(Excerpts from a dataset)
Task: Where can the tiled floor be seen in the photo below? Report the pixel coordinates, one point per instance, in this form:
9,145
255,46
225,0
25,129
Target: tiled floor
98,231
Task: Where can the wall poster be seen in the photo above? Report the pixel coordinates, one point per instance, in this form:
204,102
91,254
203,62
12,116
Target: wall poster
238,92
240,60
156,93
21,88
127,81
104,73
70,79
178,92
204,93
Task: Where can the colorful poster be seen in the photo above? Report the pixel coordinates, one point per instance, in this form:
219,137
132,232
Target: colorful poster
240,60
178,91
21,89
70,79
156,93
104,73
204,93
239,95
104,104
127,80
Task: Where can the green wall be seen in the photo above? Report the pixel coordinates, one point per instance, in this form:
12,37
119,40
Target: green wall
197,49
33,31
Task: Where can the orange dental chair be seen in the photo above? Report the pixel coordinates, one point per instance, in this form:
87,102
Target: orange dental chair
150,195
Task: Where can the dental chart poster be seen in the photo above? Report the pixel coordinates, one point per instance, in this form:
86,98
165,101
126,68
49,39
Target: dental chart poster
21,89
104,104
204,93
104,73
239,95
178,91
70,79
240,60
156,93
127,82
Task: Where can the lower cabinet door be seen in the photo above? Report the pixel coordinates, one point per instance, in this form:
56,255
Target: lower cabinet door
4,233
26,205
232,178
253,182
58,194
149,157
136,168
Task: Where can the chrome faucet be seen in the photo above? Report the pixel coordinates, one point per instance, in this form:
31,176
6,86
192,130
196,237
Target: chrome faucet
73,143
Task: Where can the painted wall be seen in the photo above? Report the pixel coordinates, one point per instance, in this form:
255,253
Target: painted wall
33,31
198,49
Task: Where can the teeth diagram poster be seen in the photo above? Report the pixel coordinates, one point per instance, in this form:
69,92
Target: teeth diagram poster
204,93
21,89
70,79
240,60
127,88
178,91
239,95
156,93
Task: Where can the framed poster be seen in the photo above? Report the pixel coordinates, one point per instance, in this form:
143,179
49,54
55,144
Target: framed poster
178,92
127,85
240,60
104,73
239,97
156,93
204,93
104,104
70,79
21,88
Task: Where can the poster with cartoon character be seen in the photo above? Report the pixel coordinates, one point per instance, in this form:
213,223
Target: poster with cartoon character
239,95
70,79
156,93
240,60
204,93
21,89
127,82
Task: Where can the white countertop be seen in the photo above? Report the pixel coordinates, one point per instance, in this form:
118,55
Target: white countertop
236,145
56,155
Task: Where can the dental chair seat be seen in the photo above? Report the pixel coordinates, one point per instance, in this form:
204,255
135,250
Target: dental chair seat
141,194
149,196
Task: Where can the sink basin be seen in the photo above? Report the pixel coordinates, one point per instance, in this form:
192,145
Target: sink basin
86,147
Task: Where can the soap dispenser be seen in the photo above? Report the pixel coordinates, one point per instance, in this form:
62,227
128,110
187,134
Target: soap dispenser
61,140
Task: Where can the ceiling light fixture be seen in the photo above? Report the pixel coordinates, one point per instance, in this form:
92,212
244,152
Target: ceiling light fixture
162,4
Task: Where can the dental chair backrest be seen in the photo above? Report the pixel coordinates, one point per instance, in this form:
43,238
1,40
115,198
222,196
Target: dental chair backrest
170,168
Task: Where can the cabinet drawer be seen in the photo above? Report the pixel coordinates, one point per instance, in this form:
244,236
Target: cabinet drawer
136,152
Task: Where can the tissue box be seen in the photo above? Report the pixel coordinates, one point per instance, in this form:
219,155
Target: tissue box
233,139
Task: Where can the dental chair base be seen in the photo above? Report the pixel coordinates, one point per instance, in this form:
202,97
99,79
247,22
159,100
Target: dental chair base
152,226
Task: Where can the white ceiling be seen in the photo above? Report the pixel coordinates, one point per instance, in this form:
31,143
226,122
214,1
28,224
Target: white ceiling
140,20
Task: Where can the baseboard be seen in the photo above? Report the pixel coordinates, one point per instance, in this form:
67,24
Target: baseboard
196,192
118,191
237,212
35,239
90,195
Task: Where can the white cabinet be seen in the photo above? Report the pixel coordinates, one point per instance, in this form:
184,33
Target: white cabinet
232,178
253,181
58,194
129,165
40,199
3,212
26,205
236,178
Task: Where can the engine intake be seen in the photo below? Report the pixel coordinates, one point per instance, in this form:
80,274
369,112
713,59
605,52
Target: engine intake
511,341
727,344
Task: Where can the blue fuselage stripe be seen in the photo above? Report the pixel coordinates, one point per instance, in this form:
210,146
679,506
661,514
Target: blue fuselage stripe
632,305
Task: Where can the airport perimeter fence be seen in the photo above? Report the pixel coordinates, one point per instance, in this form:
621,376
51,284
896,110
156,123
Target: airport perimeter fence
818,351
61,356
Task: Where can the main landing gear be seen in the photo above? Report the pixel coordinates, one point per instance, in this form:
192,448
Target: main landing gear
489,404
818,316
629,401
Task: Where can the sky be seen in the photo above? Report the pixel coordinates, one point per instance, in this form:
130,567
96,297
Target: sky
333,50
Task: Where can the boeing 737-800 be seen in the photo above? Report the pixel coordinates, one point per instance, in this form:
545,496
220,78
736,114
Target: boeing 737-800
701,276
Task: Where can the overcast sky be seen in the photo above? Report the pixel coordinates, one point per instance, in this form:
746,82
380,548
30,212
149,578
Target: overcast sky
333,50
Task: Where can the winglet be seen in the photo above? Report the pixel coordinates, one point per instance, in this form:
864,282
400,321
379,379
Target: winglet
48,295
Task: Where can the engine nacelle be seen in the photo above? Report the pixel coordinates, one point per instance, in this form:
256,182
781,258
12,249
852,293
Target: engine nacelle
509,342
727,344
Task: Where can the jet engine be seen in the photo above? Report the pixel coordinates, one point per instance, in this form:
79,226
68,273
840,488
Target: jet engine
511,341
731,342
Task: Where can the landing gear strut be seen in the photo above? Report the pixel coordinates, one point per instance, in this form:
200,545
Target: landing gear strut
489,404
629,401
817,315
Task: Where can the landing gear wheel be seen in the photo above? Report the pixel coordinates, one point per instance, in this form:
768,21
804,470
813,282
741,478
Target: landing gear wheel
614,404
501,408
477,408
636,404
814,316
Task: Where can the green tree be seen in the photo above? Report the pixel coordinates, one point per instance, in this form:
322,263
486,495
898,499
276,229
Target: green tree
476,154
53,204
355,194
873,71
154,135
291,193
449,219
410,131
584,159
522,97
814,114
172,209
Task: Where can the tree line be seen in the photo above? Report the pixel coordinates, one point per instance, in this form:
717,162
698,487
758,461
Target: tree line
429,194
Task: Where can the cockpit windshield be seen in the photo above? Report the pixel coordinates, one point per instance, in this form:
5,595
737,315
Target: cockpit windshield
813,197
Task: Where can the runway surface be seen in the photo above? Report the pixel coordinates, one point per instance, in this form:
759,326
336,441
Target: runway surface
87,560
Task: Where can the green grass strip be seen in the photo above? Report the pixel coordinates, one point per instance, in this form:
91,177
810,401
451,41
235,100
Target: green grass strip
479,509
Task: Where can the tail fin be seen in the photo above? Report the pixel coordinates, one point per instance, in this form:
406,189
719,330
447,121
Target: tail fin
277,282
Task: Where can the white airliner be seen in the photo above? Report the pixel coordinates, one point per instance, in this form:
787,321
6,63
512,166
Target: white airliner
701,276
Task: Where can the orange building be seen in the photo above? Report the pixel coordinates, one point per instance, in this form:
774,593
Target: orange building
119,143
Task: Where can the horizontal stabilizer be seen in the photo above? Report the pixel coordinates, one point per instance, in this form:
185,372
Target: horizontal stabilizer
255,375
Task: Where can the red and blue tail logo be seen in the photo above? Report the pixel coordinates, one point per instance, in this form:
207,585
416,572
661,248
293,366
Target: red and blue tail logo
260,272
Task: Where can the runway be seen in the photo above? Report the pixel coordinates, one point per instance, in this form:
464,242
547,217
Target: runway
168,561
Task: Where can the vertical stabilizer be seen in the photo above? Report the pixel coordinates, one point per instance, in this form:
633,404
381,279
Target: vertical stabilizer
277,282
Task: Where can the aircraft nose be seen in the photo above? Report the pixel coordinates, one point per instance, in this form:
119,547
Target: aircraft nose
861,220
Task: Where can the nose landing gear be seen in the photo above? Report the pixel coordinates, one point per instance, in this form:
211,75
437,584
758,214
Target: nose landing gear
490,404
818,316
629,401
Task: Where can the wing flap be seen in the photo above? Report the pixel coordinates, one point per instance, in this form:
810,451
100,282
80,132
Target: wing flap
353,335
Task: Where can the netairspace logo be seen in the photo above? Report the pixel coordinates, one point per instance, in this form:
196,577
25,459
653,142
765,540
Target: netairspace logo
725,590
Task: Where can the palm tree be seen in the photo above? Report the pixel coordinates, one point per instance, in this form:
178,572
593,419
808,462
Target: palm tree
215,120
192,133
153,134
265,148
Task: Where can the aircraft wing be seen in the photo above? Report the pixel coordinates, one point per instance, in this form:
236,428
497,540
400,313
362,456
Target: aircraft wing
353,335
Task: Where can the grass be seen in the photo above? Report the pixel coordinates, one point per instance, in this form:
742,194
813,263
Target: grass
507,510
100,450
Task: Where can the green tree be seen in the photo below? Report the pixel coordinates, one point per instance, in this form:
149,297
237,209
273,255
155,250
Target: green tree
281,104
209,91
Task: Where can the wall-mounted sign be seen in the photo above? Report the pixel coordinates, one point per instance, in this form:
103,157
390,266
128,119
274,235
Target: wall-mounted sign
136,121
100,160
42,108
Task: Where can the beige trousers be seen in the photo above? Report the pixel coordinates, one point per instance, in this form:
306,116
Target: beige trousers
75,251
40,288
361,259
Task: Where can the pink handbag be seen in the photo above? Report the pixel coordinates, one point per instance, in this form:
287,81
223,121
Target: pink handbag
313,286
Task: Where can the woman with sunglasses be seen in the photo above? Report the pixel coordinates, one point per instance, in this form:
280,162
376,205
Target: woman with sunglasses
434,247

> WHAT THIS TASK INVOLVES
Copy each line from the data above that includes "below".

> EXERCISE RESPONSE
Task: Where can the tiled floor be seen in the photo below? Report the pixel coordinates, one point per instance, in this form:
Task: Where can the engine intake be seen in the photo below? Report the pixel coordinates, one point per instance, in this form:
Task: Where can the green tree be seen in the photo below? Report the pixel coordinates, one point per instance, in this form:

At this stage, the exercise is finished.